Short problem A: In the travel forum thread, why does Brother X say his 20 years of working were worth it?

Selected text:
Go for it while you can!!!


----------



## Andrea Van Scoyoc (Jul 24, 2015)

When you come to Florida, Tude, hope to meet you.


----------



## Tude (Jul 24, 2015)

@Andrea Van Scoyoc I'm upper FL - where are you in relation to Pennsacola?


----------



## Andrea Van Scoyoc (Jul 24, 2015)

Outside of Tampa. Florida's a LONG state, and we're really far apart (at least five hours) but if you ever get down this way, let me know.


----------



## Anagor (Jul 24, 2015)

Tude said:


> *Unfortunately I am stuck.*





But you're right. There can be always health issues or obligations keeping you from traveling. I'm happy that my parents (I'm very close with) are doing okay atm and my health is just good enough. (I live a quite unhealthy life - too much cigs and beer, no sports.)

When, when not now?


----------



## Brother X (Jul 24, 2015)

In my 20s I traveled on my thumb, by truck, train, car and motorcycle all over the US, Mexico and Canada. Then I spent 20 years working, with a house, a lawn, a car and all that jazz. I can't complain too much because my high tech job sent me all over the world on their dime, so for that alone, it was worth it.

Then, in 2010 I became "obsolete" and spent a short time looking for new employment and being told I was "overqualified" (short hand for too old, too expensive, etc.).

Short problem B: Reproduce the entries that follow the travel forum thread word for word. Begin at the line that contains "Q: In the image above, where is the distant" and continue through the end of the entries.

Records shown:
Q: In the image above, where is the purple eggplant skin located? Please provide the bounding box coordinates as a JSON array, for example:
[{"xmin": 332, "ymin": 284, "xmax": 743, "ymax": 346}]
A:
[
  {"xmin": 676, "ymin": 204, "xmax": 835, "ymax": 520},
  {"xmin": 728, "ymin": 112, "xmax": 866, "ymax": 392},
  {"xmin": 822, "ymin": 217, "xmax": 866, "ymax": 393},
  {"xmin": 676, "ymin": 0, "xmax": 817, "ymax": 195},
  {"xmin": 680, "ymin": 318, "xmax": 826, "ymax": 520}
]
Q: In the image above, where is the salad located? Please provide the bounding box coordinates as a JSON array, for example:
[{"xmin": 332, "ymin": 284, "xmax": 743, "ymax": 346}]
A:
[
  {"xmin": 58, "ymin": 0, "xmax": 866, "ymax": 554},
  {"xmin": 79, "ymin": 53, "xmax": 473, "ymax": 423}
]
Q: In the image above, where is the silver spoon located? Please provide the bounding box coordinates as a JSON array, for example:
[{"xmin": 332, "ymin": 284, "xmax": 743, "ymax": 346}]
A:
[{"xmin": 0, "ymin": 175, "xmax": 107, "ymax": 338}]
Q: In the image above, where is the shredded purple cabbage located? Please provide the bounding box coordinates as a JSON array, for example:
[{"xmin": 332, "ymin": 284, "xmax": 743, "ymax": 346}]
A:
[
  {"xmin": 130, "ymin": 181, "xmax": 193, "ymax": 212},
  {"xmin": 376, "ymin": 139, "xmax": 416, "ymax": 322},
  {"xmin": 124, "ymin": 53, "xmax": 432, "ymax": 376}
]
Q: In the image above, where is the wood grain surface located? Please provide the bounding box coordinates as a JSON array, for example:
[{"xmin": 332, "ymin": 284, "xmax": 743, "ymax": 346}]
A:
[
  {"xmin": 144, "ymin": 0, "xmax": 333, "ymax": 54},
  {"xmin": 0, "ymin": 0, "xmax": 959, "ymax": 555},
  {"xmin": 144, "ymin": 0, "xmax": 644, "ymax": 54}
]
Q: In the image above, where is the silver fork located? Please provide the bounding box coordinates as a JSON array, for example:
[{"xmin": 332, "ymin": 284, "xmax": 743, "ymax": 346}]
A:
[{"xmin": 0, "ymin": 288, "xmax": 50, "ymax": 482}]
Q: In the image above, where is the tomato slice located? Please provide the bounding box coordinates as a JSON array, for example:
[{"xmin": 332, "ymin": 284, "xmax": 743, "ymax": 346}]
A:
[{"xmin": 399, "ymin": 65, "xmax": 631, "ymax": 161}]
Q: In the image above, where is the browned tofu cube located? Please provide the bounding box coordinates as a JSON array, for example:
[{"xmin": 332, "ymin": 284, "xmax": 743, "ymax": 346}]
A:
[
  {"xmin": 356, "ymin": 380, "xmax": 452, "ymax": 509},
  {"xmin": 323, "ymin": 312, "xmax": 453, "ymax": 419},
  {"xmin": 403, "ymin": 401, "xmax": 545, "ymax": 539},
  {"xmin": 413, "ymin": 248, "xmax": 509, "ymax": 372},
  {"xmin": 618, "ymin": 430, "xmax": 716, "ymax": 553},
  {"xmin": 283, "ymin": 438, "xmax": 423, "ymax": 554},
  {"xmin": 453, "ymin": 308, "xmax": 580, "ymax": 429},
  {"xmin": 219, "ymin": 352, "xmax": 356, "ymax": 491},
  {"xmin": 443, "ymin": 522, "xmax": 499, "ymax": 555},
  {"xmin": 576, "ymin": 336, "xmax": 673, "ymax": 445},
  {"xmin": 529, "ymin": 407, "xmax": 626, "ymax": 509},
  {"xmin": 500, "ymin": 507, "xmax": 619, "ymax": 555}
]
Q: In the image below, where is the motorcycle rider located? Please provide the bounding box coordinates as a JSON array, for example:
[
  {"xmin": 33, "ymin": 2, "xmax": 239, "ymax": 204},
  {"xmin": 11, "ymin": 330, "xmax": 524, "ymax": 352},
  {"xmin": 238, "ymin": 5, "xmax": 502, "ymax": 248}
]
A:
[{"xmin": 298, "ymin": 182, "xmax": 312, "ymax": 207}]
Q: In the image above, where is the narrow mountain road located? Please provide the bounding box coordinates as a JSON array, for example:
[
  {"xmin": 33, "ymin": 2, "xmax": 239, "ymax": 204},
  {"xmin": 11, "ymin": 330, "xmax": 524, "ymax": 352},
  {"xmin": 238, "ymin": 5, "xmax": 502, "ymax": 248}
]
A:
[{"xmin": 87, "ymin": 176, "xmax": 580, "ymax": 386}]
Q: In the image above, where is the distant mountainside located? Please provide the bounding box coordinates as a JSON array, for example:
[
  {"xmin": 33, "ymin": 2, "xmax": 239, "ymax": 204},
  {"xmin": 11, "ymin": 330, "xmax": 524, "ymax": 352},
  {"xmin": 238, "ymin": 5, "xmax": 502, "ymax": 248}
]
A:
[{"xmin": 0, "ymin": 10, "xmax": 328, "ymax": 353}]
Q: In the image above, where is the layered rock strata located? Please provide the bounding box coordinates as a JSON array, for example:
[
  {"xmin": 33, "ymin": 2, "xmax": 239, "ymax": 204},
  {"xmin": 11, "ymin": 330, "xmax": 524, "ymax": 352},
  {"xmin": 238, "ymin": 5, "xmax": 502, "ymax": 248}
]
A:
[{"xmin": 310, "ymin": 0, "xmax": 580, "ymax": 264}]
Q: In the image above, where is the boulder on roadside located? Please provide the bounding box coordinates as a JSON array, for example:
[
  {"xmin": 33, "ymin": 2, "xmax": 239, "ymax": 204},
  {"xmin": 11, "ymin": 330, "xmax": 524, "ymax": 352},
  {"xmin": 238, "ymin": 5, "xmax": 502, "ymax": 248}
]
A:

Final answer A: He says they were worth it because his high-tech job sent him all over the world at the company's expense.

Final answer B:
Q: In the image above, where is the distant mountainside located? Please provide the bounding box coordinates as a JSON array, for example:
[
  {"xmin": 33, "ymin": 2, "xmax": 239, "ymax": 204},
  {"xmin": 11, "ymin": 330, "xmax": 524, "ymax": 352},
  {"xmin": 238, "ymin": 5, "xmax": 502, "ymax": 248}
]
A:
[{"xmin": 0, "ymin": 10, "xmax": 328, "ymax": 353}]
Q: In the image above, where is the layered rock strata located? Please provide the bounding box coordinates as a JSON array, for example:
[
  {"xmin": 33, "ymin": 2, "xmax": 239, "ymax": 204},
  {"xmin": 11, "ymin": 330, "xmax": 524, "ymax": 352},
  {"xmin": 238, "ymin": 5, "xmax": 502, "ymax": 248}
]
A:
[{"xmin": 310, "ymin": 0, "xmax": 580, "ymax": 264}]
Q: In the image above, where is the boulder on roadside located? Please provide the bounding box coordinates as a JSON array, for example:
[
  {"xmin": 33, "ymin": 2, "xmax": 239, "ymax": 204},
  {"xmin": 11, "ymin": 330, "xmax": 524, "ymax": 352},
  {"xmin": 238, "ymin": 5, "xmax": 502, "ymax": 248}
]
A:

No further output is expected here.